*Aim of the task*
Please count the lines in the listing below that contain the string "salt" and reply with only that number.

*Source data*
= = = =
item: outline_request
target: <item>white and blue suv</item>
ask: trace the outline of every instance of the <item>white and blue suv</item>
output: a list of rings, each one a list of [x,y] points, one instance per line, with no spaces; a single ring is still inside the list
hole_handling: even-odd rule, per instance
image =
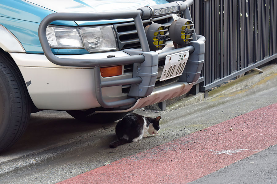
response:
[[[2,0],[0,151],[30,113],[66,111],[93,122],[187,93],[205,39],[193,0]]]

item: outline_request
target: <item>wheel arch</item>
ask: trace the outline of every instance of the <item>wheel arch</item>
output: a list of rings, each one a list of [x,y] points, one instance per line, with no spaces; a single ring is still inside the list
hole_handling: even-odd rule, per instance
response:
= = = =
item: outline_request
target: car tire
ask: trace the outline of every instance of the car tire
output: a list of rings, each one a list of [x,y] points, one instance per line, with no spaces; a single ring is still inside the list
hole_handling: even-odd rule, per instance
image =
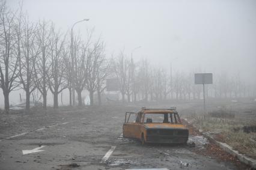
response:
= = = =
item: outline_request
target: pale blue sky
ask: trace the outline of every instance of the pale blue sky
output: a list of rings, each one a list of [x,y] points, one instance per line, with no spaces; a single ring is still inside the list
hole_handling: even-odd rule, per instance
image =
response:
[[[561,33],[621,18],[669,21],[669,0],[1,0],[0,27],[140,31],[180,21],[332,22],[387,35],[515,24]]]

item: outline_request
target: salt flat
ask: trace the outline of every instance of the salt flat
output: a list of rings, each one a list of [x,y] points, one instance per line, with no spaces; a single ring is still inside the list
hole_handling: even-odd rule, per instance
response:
= = = =
*Task response*
2